• DATA PROVIDED:
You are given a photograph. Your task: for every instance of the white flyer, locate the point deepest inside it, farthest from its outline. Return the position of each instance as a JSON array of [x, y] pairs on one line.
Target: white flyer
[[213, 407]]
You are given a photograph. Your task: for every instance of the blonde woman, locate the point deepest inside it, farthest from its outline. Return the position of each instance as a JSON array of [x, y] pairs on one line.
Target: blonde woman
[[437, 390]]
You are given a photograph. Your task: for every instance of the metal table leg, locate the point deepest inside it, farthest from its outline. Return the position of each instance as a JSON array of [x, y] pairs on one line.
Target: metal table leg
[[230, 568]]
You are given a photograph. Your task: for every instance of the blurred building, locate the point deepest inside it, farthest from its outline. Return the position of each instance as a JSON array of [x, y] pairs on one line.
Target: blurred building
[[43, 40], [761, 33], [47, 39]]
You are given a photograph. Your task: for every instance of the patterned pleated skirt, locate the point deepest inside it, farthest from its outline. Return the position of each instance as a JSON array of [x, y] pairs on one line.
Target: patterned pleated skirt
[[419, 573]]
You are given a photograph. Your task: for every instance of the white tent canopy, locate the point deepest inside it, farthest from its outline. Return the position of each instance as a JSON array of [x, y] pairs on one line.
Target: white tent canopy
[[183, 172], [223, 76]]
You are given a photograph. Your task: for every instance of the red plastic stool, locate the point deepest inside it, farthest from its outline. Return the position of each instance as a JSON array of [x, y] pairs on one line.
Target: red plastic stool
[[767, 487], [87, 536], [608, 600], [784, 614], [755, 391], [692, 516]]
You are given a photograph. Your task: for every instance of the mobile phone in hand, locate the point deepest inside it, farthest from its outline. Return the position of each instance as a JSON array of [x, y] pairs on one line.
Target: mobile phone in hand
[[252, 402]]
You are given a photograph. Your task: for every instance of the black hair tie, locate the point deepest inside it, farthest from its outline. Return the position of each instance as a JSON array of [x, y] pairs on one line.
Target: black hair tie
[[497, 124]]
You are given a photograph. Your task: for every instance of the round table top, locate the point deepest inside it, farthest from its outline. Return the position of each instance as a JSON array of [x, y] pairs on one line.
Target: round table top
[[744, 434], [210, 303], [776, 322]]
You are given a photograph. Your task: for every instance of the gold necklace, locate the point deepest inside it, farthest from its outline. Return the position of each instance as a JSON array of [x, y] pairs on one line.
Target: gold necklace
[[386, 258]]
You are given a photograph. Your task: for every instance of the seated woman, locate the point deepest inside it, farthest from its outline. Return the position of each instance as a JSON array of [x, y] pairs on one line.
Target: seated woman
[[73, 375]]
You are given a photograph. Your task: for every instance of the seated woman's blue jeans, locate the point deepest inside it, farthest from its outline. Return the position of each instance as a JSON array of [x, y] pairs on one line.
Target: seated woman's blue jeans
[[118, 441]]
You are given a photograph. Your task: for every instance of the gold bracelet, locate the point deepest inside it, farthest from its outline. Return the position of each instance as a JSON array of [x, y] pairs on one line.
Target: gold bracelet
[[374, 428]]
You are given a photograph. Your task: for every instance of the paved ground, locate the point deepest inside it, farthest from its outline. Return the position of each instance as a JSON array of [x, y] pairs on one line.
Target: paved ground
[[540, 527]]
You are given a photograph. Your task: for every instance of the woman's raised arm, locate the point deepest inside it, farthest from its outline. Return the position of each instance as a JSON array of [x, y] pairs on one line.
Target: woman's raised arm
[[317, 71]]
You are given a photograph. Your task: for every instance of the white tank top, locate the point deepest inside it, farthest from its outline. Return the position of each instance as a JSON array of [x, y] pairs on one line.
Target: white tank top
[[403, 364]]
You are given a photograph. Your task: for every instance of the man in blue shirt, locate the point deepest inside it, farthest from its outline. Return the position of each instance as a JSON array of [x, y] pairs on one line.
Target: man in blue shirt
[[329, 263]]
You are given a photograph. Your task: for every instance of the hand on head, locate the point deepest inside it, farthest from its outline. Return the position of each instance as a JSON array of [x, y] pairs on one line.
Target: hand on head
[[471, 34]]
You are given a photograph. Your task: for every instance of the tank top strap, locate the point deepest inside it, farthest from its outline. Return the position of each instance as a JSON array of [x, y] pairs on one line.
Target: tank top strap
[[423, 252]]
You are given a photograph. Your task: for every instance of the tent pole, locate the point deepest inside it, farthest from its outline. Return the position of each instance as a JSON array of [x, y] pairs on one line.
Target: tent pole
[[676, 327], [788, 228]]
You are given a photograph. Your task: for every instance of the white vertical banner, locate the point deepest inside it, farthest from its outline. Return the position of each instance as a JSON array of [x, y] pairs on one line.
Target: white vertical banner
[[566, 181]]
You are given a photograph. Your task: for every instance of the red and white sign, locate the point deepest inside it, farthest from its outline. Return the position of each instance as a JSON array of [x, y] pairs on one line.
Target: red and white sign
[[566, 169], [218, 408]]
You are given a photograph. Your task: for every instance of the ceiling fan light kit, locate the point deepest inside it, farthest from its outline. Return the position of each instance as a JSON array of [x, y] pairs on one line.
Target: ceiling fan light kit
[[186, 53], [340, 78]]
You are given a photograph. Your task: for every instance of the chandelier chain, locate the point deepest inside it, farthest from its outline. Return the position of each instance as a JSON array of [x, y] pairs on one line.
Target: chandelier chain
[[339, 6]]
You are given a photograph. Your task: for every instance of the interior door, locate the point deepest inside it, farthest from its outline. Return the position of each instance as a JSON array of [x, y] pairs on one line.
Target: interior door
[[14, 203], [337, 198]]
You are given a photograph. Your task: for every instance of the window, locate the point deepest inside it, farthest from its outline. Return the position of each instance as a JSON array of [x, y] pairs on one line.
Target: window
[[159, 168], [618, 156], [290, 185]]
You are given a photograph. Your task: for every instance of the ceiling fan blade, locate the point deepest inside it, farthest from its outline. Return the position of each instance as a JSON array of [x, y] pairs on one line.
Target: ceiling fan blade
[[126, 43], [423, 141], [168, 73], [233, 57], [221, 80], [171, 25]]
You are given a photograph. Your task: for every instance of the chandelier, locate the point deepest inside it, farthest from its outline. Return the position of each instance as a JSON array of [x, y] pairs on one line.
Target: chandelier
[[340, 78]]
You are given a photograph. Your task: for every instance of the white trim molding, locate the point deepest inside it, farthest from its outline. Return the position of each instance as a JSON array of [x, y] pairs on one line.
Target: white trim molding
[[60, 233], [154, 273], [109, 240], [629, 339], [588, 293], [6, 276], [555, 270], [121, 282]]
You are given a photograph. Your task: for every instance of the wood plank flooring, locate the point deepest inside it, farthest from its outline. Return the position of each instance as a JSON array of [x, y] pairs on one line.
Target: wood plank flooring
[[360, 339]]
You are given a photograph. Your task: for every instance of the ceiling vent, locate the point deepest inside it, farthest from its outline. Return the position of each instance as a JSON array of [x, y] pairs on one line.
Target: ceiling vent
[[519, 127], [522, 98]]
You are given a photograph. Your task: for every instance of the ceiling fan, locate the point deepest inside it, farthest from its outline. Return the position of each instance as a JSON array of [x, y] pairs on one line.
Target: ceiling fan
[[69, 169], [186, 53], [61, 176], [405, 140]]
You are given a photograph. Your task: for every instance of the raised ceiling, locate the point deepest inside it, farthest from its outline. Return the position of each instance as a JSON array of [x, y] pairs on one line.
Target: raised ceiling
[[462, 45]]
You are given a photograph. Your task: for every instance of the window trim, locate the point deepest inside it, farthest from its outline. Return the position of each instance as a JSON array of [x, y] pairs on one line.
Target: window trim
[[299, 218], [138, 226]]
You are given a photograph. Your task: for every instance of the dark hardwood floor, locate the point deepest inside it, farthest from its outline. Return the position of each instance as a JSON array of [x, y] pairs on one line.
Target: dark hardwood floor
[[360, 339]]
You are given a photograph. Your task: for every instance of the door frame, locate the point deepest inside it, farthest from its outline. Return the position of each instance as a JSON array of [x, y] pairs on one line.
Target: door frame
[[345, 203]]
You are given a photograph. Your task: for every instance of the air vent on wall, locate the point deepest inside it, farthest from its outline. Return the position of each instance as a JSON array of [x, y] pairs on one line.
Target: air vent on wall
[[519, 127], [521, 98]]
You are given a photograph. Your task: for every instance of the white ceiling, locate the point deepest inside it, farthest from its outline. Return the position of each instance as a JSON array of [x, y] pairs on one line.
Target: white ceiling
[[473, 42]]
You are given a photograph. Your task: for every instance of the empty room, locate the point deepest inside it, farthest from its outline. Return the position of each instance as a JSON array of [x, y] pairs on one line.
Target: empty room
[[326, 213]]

• EXERCISE GOAL: Extract, verbatim, the lines from the one containing "of the door" through the last line of the listing above.

• ANSWER BOX:
You are given a photograph. Your task: for every instance of the door frame, locate the point deepest inside it, farthest from its outline. Return the position of each instance as a JSON array of [x, y] pairs on one line.
Target: door frame
[[345, 203]]
You are given a photograph. Your task: for every instance of the air vent on wall, locate the point deepest inside it, farthest from its outline. Return the position of each instance as a JSON array of [x, y] pairs on one line.
Target: air vent on wall
[[519, 127], [521, 98]]
You are given a photograph. Your task: for every instance of the white ceiling, locate the point deepest inside it, farthest from its outline. Return the position of each instance as a JSON array of [x, y] pairs on one line.
Target: white ceiling
[[473, 42]]
You are given a photograph. Your task: for every instance of the empty room, locate the point deepest inside it, farthest from its outline. Return the position of each instance as a JSON array of [x, y] pairs on one line.
Target: empty room
[[326, 213]]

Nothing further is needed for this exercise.